| Problem set |
(a) In the passage on turmeric for acne, how long should the yogurt, turmeric, and honey mask stay on before rinsing?
(b) Decide whether each statement agrees with the passage on turmeric for acne: (i) Curcumin used topically will dye the skin. (ii) Turmeric masks and lotions can prevent future breakouts. (iii) Warm whole milk works best in the lotion recipe. Answer yes or no for each and quote the deciding words.

| Extract provided |
□ □ □ □ □ □ □
So which way should you use turmeric? Both applications are effective. However, if you're dealing with body acne or looking to protect more than just your skin, taking it orally is the way to go. Turmeric is largely safe either way, but keep in mind one side effect: if you have pale skin and apply the powder in a topical mixture, there is a chance it may dye your skin yellow. This doesn't happen for everyone, and turmeric is actually valued for helping to even your skin tone, but if you should end up with yellowish splotches on your skin afterward, try dabbing some oil on a cotton ball and gently rubbing it off. Don't panic or scrub too hard with typical cleansers, as the dye will naturally fade with time.

 

One way to avoid this effect is to use curcumin instead. Curcumin is the primary active ingredient in turmeric. When extracted, it doesn't quite deliver all the same benefits as the original root. However, while I'd recommend sticking with turmeric for anything you plan to ingest, curcumin's lower potency may be a worthwhile tradeoff in topical remedies since it will not dye your skin.

 

Homemade turmeric masks and lotions

 

Most of the acne home remedies that incorporate turmeric use it as a thickening agent in facial masks or lotions intended to kill bacteria in your pores and alleviate redness and swelling. These uses often give faster results than taking turmeric internally, but keep in mind that they target current acne and cannot prevent future breakouts.

 

Mask Recipe: Mix 2 parts yogurt with 1 part turmeric powder and 1 part honey. This thick and sticky combination is easy to apply your face and should be left on for the usual 15 minutes before rinsing off. All the ingredients are great for combating irritation and infections, with an emphasis on moisturizing and soothing the skin. Just don't leave it on for too long.

 

Lotion Recipe: Start with turmeric powder and mix in equal parts warm milk and tea. You can decide how dense you want the lotion to be (it starts out as a thick paste) by how much milk and/or tea you use (using both is optional). Add the liquid slowly and stir. Warm whole milk works best, and you can use your choice of green/black/white tea. Massage the lotion into your face for a few minutes and rinse. This recipe combines the antibacterial punch of a good acne cleanser with skin-nurturing vitamins and minerals.
□ □ □ □ □ □ □
| Information supplied |
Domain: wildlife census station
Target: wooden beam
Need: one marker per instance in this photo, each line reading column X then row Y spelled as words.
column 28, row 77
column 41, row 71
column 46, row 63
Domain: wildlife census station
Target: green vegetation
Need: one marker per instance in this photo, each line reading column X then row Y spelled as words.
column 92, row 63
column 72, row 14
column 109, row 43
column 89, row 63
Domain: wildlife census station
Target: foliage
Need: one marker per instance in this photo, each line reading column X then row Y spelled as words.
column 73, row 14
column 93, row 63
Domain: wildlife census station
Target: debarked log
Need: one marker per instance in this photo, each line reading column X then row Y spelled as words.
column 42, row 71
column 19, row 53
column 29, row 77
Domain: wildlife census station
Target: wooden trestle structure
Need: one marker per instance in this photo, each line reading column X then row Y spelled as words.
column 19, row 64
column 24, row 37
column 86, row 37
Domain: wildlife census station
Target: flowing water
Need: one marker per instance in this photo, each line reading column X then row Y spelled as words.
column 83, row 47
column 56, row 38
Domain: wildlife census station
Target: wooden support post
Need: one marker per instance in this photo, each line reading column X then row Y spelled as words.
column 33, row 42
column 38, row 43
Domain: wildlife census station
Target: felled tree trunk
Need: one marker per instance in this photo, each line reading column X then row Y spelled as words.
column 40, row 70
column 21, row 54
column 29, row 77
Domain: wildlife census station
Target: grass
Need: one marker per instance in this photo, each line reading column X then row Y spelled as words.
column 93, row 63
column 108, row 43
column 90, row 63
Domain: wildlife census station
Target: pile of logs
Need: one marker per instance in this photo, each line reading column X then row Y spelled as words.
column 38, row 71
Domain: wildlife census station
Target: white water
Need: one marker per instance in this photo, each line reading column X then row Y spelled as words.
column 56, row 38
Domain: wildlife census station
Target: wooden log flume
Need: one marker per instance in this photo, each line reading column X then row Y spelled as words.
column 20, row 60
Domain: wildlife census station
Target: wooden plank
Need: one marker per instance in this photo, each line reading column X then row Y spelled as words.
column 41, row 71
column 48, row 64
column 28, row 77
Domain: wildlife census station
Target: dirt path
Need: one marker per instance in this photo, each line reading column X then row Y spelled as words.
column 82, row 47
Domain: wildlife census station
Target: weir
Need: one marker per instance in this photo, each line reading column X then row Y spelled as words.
□ □ □ □ □ □ □
| Results for the exercise |
(a) 15 minutes

(b)
(i) No: "since it will not dye your skin"
(ii) No: "they target current acne and cannot prevent future breakouts"
(iii) Yes: "Warm whole milk works best"